# Start of Material to process
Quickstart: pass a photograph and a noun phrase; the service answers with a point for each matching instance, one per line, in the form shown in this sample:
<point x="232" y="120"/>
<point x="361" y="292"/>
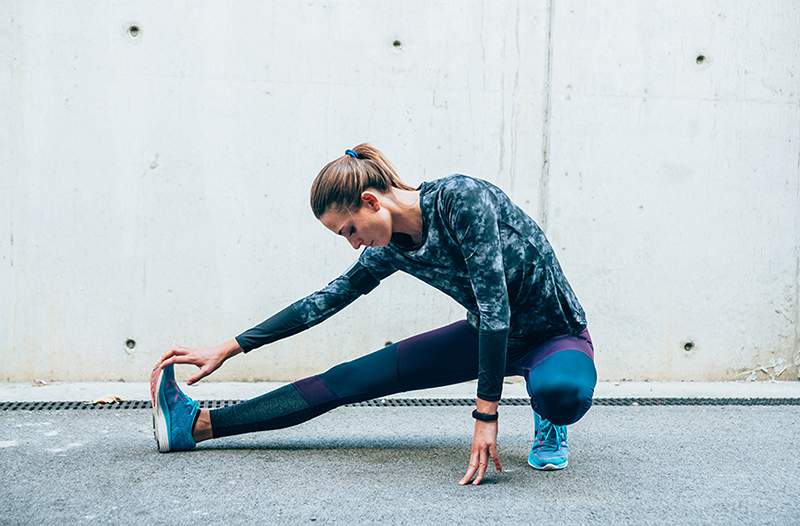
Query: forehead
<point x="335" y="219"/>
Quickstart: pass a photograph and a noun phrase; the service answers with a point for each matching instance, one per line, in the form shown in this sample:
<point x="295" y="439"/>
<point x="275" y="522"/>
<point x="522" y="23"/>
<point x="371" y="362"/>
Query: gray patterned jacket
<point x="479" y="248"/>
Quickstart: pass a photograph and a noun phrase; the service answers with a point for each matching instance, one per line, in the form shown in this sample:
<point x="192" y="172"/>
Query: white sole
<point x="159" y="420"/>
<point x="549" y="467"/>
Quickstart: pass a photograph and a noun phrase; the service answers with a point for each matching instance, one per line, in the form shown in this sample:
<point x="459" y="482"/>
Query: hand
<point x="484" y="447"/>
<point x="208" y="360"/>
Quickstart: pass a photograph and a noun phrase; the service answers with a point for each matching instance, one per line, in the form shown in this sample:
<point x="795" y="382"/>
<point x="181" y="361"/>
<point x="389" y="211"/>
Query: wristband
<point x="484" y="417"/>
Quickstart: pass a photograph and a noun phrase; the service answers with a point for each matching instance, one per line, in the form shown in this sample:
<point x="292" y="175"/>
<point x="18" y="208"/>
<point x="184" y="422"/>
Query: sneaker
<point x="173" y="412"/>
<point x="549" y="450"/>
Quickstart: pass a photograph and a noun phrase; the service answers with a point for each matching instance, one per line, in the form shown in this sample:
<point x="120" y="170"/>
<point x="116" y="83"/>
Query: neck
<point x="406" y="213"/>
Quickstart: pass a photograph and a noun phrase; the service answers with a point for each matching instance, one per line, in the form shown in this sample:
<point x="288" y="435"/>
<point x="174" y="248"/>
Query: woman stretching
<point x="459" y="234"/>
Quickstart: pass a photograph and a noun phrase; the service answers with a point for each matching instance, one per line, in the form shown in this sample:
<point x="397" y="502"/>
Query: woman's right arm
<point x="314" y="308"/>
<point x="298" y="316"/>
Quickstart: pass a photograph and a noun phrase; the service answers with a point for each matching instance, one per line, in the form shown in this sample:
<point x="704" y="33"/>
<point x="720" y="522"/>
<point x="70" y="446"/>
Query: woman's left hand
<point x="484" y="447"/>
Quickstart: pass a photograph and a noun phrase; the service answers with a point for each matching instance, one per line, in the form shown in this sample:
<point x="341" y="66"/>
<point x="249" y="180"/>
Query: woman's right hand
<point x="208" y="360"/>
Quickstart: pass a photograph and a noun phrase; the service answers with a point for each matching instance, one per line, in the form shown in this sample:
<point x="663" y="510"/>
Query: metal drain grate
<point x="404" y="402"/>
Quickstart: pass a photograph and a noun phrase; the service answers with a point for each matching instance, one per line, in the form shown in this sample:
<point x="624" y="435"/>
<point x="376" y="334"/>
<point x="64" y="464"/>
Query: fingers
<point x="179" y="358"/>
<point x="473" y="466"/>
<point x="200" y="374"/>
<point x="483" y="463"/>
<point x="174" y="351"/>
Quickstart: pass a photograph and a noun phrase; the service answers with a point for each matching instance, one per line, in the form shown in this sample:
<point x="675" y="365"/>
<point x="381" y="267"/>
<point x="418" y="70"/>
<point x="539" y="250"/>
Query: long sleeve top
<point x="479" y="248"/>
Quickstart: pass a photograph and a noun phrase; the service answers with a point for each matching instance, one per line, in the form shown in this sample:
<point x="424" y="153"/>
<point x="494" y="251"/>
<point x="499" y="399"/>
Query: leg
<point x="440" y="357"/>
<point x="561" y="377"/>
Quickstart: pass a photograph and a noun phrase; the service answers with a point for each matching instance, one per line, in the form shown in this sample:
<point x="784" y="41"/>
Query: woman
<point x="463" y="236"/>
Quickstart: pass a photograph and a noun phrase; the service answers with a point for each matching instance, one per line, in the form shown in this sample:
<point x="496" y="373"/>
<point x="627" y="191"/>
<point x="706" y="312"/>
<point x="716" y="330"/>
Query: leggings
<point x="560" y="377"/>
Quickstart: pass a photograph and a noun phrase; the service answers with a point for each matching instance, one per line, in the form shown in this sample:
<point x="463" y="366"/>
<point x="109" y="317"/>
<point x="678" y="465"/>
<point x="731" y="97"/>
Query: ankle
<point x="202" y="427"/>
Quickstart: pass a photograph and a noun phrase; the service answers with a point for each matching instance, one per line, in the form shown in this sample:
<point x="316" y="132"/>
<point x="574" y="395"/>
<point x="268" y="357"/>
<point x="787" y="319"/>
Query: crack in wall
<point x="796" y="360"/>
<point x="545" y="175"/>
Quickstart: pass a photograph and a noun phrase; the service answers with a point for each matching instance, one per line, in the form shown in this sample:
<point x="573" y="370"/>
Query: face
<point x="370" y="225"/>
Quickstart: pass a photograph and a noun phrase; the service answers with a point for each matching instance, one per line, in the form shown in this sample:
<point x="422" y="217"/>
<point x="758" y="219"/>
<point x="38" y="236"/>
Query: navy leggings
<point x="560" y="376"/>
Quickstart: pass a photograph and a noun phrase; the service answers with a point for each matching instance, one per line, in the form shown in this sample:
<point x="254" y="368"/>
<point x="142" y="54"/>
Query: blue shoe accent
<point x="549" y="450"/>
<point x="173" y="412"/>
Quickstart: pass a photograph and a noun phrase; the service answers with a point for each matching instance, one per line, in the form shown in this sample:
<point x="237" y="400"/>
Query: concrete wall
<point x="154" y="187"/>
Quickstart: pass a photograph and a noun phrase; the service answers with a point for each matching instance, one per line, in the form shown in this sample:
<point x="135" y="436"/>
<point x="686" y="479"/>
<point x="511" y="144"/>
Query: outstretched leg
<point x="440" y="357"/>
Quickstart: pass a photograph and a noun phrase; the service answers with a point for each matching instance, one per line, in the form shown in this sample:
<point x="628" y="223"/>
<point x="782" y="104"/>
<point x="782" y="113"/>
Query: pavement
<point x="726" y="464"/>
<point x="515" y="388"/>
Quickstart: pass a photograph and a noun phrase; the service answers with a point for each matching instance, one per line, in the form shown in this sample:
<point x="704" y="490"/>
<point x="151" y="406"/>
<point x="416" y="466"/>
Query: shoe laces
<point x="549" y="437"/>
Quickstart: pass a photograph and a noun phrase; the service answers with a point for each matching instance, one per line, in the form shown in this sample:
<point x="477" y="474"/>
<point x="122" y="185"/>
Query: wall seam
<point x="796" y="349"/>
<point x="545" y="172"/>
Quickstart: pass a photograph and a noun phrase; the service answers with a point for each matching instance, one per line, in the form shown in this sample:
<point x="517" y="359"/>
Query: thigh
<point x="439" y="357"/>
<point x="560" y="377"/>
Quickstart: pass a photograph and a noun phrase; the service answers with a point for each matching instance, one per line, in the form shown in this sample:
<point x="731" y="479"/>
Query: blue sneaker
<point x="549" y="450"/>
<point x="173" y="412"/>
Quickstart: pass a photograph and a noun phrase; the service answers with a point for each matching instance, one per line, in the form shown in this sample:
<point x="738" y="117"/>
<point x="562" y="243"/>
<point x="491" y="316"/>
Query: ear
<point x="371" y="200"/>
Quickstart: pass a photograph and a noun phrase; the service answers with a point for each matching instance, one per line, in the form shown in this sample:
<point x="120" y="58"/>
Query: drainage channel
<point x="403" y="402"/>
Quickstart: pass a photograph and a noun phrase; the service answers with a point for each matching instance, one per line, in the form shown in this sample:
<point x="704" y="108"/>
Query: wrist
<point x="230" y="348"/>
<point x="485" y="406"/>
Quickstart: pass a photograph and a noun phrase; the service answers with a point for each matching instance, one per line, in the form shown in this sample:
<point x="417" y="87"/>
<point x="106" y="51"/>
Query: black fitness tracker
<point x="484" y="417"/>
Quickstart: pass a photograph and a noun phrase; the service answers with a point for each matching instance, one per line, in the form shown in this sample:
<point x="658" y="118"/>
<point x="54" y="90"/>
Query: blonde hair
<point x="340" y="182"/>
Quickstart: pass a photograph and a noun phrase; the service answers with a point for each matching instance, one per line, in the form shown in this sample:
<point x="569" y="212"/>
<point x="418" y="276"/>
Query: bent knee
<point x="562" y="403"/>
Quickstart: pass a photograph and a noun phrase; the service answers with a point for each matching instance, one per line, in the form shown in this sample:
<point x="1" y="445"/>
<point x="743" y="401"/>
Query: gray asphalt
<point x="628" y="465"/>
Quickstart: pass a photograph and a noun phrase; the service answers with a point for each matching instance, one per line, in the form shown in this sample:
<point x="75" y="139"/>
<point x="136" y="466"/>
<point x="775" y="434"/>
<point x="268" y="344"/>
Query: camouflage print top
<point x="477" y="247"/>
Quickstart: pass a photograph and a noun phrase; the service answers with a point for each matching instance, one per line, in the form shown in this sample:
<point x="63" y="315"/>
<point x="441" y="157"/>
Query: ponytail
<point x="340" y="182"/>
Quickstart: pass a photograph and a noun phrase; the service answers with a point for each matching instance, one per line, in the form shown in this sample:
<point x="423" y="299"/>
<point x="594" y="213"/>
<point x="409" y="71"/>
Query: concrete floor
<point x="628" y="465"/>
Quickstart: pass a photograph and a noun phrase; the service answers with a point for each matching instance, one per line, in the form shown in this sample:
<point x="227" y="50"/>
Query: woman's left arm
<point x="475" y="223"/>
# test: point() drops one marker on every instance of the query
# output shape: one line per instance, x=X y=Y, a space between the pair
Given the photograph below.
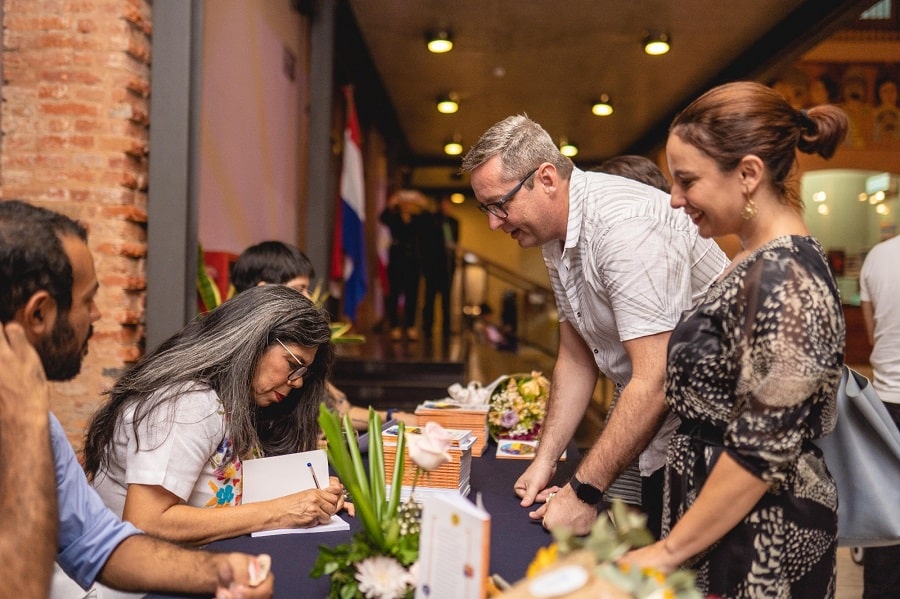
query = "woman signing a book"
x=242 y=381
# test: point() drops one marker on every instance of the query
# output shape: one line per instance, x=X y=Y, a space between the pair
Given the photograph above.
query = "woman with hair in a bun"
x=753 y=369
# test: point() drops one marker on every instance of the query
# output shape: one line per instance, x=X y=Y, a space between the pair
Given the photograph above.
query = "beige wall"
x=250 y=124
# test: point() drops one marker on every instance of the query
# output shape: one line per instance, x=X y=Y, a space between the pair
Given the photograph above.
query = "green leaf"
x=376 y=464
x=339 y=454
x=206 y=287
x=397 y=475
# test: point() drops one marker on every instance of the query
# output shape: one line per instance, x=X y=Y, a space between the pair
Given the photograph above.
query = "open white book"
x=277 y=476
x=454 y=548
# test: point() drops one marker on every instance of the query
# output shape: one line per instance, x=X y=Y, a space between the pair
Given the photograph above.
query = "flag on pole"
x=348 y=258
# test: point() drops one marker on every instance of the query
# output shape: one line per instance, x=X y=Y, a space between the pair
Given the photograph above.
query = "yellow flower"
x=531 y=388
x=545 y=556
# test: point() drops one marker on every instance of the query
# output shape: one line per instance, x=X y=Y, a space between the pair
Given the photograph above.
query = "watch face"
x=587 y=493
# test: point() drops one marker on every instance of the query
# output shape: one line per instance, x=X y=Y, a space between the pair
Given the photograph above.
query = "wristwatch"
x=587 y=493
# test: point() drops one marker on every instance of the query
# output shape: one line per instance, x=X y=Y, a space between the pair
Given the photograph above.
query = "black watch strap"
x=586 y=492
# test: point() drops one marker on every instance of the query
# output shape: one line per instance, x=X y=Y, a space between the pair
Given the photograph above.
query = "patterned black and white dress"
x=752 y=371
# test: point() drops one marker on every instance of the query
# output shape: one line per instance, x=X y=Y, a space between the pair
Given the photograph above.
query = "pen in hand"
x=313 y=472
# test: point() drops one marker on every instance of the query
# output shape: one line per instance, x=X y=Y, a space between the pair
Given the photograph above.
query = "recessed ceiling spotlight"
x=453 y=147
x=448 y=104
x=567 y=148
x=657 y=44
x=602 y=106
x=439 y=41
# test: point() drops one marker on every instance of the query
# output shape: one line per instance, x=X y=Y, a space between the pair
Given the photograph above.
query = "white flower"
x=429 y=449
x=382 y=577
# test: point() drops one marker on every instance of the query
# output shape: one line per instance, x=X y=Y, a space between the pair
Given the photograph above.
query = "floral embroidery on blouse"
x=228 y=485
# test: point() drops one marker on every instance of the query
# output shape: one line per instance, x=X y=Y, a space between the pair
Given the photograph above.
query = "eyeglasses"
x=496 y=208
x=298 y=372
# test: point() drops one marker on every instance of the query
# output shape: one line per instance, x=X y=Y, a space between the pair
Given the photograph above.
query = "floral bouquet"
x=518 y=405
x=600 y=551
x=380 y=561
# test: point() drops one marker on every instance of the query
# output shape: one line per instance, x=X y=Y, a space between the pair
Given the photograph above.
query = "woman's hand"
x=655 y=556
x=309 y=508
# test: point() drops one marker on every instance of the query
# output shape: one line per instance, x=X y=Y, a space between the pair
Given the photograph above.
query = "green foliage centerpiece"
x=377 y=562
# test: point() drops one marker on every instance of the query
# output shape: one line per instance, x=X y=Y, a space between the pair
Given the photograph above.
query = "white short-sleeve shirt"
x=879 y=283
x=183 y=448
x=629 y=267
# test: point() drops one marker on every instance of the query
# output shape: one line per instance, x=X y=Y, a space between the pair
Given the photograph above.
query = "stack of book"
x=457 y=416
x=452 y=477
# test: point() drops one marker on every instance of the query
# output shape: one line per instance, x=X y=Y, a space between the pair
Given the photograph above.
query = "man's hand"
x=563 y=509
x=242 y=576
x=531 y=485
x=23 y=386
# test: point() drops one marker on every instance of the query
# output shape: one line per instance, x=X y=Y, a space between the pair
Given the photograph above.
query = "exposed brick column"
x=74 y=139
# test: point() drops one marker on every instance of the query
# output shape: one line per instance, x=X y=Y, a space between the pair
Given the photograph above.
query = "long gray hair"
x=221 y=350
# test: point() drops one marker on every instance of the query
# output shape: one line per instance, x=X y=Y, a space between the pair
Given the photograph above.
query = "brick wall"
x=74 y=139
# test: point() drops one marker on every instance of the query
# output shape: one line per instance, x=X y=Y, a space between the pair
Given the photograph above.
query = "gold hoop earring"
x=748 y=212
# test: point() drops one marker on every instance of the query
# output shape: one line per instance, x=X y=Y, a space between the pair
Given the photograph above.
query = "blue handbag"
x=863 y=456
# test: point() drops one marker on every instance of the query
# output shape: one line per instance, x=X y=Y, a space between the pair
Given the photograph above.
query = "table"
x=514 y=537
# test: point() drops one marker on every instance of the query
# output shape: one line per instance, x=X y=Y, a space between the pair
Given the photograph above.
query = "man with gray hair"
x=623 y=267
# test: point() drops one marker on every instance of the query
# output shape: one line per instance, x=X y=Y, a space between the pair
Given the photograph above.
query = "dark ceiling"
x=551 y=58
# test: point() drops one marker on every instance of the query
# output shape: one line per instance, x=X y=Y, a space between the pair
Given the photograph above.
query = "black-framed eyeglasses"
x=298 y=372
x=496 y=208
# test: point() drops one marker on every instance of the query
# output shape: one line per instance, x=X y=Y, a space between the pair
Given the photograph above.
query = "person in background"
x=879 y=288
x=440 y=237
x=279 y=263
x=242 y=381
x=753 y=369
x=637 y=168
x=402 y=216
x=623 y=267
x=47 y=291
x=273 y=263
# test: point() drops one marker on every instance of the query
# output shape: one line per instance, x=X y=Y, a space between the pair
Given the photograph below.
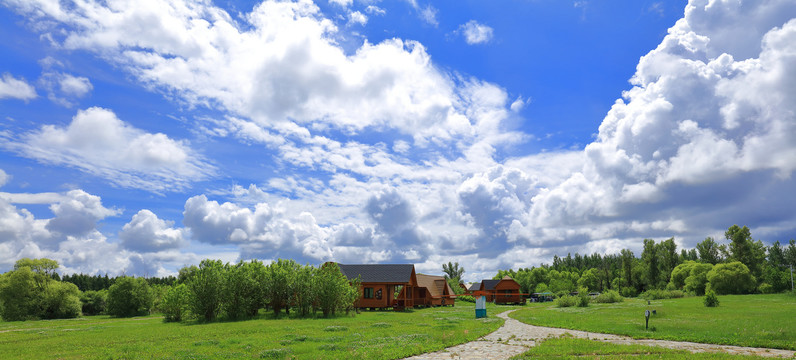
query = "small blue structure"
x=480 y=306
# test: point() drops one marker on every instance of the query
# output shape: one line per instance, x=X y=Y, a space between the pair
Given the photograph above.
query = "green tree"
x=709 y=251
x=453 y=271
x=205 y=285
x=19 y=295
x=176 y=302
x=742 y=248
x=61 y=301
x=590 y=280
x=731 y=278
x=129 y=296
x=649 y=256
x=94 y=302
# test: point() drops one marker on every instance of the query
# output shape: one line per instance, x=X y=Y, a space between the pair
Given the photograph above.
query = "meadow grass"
# End of Material to process
What you are asked to do →
How many lines in the entries above contain the word "flower"? Reply with the number alone.

Answer in full →
2